→ Task instructions
Search the data below for lines that include the word "mirror" and state how many there are, nothing else.

Natural-language object grounding data:

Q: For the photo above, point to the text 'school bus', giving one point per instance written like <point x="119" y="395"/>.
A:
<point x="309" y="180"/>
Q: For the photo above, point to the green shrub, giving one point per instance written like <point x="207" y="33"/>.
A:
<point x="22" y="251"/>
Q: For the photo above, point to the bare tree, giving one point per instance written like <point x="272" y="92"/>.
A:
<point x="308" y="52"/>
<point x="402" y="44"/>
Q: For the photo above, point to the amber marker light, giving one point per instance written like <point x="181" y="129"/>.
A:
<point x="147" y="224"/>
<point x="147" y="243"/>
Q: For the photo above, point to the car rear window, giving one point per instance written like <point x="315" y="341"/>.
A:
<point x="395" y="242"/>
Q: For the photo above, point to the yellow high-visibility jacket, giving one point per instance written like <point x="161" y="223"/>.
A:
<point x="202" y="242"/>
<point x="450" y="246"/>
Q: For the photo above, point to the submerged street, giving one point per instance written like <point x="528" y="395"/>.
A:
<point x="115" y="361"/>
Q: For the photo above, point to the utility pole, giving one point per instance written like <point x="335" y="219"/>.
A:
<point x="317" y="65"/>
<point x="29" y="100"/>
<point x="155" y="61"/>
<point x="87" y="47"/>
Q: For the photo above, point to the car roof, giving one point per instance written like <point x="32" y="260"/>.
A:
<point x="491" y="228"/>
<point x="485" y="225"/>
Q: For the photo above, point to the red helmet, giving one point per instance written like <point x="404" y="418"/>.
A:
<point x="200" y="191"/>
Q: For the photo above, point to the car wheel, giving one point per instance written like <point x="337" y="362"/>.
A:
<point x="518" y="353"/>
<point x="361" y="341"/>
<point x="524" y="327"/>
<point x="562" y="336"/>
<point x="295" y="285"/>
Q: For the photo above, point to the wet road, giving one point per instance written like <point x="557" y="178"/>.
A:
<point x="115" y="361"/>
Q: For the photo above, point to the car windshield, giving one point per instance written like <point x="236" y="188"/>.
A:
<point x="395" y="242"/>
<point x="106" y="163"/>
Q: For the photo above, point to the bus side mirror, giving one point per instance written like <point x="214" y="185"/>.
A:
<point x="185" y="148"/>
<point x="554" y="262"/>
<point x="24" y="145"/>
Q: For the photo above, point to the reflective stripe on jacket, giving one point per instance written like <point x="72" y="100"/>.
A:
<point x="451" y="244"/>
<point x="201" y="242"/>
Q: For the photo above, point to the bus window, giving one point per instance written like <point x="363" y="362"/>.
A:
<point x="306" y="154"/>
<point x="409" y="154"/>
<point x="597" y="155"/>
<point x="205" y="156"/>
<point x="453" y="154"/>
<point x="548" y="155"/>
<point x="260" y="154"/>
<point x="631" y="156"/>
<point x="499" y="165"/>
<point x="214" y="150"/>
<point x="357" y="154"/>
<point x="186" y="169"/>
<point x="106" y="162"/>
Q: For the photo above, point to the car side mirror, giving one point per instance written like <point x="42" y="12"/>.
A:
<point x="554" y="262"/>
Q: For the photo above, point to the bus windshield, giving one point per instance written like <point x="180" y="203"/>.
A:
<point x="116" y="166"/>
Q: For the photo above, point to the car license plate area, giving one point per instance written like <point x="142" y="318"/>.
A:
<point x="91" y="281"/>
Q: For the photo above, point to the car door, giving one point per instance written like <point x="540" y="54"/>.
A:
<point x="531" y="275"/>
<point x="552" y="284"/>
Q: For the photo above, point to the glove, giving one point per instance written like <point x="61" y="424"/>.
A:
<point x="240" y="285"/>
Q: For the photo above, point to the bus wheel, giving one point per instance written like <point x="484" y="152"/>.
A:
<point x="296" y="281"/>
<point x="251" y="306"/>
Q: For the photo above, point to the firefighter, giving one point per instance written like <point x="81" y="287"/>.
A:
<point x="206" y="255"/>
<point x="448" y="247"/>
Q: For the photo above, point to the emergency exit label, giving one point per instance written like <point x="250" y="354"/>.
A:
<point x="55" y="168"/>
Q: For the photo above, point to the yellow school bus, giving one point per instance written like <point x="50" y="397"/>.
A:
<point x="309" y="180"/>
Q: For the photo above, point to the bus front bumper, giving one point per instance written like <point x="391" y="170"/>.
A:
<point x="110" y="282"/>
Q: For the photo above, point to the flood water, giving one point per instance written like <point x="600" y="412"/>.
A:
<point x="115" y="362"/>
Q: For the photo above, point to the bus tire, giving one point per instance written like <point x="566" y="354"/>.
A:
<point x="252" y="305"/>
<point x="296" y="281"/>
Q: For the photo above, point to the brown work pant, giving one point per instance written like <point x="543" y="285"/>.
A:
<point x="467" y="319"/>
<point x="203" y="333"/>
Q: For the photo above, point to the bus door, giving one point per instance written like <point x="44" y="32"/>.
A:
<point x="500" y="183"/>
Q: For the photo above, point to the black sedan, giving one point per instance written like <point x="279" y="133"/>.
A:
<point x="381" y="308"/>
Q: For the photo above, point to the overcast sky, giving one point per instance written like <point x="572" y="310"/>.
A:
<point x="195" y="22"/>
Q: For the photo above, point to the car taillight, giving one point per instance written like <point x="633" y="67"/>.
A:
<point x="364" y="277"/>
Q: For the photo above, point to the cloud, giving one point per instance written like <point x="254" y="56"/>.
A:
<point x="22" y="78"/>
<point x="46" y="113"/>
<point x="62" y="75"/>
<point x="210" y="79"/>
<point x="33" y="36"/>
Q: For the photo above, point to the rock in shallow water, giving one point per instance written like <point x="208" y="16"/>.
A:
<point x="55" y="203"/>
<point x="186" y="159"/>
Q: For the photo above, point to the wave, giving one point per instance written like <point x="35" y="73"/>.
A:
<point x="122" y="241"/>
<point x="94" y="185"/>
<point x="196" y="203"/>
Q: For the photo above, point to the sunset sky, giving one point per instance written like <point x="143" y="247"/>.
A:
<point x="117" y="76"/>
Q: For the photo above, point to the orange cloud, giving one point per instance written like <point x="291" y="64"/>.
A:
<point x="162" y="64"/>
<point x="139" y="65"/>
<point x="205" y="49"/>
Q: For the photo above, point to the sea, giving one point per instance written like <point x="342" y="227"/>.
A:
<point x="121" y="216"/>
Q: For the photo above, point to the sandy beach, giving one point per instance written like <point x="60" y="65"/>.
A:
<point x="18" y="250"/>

* * *

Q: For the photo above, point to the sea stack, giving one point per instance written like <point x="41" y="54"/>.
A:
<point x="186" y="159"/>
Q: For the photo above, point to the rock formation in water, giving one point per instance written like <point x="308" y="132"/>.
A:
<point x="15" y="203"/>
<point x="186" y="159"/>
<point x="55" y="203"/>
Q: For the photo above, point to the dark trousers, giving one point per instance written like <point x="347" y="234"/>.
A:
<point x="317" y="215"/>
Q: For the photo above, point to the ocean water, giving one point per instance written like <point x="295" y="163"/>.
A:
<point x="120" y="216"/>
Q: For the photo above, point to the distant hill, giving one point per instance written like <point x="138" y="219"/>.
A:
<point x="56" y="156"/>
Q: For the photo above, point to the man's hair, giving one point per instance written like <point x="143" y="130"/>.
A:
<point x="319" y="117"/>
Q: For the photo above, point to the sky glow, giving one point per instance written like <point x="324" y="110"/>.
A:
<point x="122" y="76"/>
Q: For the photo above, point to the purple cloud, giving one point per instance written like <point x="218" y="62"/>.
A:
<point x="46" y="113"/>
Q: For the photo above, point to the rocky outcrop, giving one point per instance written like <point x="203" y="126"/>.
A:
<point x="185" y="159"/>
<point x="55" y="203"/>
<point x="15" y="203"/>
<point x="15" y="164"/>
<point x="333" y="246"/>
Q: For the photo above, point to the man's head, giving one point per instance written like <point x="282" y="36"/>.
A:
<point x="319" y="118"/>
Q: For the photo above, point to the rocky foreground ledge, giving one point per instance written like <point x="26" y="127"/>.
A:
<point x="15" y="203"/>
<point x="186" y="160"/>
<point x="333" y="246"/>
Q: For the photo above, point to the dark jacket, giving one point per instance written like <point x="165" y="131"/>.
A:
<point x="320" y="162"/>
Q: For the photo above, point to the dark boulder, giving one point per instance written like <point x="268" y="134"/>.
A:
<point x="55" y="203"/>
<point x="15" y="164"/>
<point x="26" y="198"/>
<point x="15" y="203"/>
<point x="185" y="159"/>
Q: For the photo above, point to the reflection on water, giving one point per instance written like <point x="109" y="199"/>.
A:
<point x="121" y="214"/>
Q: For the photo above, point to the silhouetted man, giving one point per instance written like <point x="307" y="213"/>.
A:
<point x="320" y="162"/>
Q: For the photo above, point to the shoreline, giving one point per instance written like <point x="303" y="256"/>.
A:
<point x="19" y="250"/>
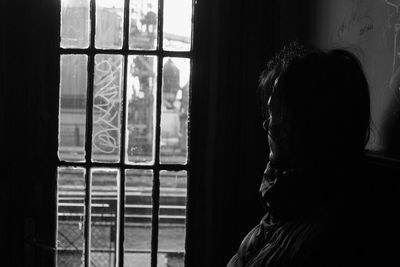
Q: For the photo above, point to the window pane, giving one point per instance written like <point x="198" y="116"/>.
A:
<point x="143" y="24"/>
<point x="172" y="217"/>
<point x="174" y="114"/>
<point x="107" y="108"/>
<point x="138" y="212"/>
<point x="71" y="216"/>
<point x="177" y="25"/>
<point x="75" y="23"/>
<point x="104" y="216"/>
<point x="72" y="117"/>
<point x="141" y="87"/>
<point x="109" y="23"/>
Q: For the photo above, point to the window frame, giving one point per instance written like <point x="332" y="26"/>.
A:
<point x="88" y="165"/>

--

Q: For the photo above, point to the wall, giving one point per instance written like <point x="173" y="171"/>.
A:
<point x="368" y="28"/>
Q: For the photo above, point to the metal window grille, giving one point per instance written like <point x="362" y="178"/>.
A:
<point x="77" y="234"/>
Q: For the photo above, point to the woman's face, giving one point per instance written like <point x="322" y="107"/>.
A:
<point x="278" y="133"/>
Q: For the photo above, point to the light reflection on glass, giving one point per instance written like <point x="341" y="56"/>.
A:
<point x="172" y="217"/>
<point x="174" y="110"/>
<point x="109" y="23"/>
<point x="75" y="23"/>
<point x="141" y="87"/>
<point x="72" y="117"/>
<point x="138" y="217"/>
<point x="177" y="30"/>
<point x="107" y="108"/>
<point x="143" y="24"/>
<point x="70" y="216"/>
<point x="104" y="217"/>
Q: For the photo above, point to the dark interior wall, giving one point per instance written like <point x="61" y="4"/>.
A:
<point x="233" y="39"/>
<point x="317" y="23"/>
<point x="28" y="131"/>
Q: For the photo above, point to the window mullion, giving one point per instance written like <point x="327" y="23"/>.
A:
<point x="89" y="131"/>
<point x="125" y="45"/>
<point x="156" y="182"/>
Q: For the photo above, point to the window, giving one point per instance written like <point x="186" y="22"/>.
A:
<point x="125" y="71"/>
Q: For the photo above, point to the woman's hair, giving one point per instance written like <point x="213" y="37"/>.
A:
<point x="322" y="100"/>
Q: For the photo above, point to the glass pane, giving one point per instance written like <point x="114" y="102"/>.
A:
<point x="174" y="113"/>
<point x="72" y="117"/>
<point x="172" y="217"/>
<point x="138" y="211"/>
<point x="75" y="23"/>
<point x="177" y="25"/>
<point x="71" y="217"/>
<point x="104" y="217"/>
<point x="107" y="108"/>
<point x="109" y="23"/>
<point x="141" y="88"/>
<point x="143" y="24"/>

→ Solution below
2